PAGE TEXT:
What was your favourite part of writing that series?
I love the idea of playing the game ‘what if.’ ‘What if I could go back in time; what would I fix in my life?’ There is much I would fix. But we can’t, can we. That kept playing through my mind. The Vault series is about fixing the past for the betterment of the future. The main character can fix the past of other people but not her own. How frustrating and unfair. I think we can all relate to that.
Another thing I loved about writing the series was the research involved. I wanted each time period to be authentic. I actually have a copy of a map of London from 1835. The streets, squares, and homes used in the book are taken from that map. For Portsmouth, I discovered an old photograph of the port from 1855. Same with Pompeii. The details of the bathhouse we find Sharra running through, every bath, murals and tile are as they were back then. The most challenging place to find information on was Alexandria because most of what’s left of the ancient city sits under water. However, I had more luck with the Library of Alexandria where a critical scene plays in the final book. I found the research fascinating. It was as much fun as writing the scenes.

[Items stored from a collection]

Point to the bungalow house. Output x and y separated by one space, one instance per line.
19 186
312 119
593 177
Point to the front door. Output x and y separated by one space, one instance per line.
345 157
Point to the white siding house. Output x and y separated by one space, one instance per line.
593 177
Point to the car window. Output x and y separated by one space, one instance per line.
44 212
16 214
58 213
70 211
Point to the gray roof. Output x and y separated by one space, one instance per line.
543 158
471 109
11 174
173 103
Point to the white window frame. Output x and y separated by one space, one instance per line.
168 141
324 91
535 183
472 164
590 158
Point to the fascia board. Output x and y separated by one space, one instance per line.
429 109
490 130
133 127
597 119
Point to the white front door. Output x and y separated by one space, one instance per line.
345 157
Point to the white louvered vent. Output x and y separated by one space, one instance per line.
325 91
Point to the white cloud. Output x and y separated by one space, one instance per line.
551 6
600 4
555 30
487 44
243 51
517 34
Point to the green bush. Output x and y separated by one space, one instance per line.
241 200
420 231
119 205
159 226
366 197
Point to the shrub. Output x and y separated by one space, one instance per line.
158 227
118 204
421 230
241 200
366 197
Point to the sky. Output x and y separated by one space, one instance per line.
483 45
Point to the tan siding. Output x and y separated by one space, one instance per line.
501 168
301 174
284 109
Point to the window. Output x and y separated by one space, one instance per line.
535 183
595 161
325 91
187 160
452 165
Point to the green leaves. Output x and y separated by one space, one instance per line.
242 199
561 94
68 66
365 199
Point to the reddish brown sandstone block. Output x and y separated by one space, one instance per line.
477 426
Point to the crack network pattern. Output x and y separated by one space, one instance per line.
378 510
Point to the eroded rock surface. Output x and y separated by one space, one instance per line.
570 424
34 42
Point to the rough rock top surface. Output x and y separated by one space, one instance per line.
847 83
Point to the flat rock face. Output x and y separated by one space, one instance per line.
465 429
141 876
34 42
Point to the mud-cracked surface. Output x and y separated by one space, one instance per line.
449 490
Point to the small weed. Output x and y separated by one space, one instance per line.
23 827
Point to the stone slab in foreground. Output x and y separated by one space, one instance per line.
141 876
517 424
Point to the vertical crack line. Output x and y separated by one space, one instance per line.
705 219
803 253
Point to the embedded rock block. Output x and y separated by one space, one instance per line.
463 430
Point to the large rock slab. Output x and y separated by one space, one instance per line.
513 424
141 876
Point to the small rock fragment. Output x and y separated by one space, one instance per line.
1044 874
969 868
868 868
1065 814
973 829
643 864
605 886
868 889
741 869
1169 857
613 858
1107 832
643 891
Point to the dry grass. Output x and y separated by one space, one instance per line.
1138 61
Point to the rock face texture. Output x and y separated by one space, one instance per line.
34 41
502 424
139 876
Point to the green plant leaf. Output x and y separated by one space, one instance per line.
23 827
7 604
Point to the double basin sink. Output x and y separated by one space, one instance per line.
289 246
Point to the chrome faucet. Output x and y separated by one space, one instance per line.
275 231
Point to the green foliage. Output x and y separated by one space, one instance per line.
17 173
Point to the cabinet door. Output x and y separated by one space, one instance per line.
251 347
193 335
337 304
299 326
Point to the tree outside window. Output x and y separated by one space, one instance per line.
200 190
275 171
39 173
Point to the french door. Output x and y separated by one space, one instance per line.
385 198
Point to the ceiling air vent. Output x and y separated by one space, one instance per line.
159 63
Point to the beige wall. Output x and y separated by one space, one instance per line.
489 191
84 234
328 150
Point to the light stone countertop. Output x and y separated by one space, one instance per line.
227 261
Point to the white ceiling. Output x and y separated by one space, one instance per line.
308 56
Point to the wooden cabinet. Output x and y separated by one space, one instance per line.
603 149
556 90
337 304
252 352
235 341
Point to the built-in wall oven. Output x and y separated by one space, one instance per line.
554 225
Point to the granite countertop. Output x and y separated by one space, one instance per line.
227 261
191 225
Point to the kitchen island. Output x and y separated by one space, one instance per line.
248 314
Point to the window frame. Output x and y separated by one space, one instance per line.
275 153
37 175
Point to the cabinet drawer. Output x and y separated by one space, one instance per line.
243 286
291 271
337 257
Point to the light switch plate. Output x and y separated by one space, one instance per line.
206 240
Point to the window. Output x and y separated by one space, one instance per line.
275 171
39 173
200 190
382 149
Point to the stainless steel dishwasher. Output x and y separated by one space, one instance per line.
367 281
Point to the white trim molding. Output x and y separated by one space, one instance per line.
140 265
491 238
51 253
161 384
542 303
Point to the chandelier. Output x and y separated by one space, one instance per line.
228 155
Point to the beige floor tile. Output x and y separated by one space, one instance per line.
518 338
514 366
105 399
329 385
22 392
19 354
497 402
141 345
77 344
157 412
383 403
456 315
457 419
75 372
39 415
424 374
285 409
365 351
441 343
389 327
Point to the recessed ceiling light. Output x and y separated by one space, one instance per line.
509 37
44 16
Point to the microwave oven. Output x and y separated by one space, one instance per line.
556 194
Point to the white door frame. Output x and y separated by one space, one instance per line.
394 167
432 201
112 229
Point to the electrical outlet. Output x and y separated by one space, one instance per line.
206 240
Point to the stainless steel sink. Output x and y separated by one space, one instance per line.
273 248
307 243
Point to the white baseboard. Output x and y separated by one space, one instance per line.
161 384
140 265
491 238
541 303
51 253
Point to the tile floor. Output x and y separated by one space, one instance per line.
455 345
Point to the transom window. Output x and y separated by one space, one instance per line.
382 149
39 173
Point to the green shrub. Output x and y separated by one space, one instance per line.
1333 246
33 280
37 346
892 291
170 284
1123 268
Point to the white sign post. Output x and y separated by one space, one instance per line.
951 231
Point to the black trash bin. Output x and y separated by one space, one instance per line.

EXERCISE INSTRUCTIONS:
1 – In the author interview, which location was the hardest to research, and why?
2 – Continue the author interview, picking up right after its final sentence.

RESULTS FOR EACH TASK:
1 – Alexandria, because most of what remains of the ancient city sits under water.

2 –
For the past couple of years, you’ve been working on a top-secret film project. Any chance you can finally let us in on the secret?
Good try, Lee. My lips are still sealed. Tell you what, though, once I can freely talk about it, you will be the first to receive the juicy details.
Your award-winning YA novel Light in My Dark was written in collaboration with your son William Dresden. So how did that work? As his mother, surely you’re the boss in that arrangement? In what ways do your two skill sets complement each other?
When William had approached me about this project, I had my misgivings. I had never collaborated with another writer, let alone, with one of my children. However, William and I have shared the same love of creativity - writing in particular. The more we talked about the project, the more excited I became. One of the challenges was the long distance that separated us. One thing we had decided early on was that all three books had to be outlined for the collaboration to work. We decided beforehand who was writing what chapter and with what character. This helped move the project along because we didn’t have to wait for the other to write. Regular Skype calls were essential especially as the writing project progressed. We have finished the second book and will start the third later this year.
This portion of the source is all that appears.